(Dataset records)
^^^^^^^^^^^^^^^^
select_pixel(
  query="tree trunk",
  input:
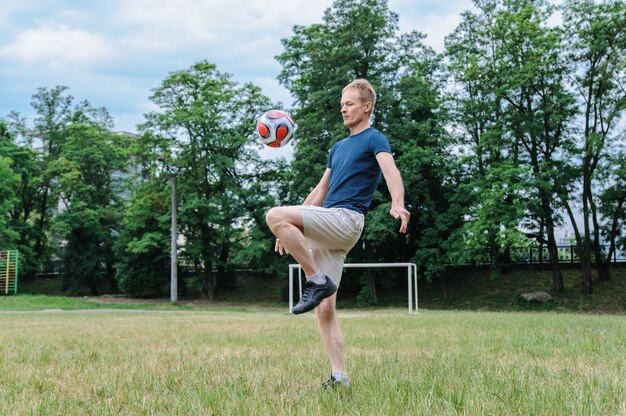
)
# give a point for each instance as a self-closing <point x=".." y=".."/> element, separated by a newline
<point x="586" y="286"/>
<point x="207" y="281"/>
<point x="557" y="276"/>
<point x="602" y="266"/>
<point x="221" y="282"/>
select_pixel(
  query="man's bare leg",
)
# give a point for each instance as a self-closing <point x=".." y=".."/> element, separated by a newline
<point x="287" y="225"/>
<point x="331" y="333"/>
^^^^^^^^^^^^^^^^
### Problem to solve
Every entry above should be returned exactly, with no images included.

### Written answer
select_pixel(
  query="tree trunk",
  input:
)
# give a point for each instance as a self-closing <point x=".." y=".."/> element, separated by a newline
<point x="586" y="286"/>
<point x="207" y="281"/>
<point x="557" y="276"/>
<point x="602" y="266"/>
<point x="221" y="282"/>
select_pixel(
  query="man's bare leg",
)
# give a point for each instance as a self-closing <point x=".." y=".."/> element, separated by a newline
<point x="287" y="225"/>
<point x="331" y="333"/>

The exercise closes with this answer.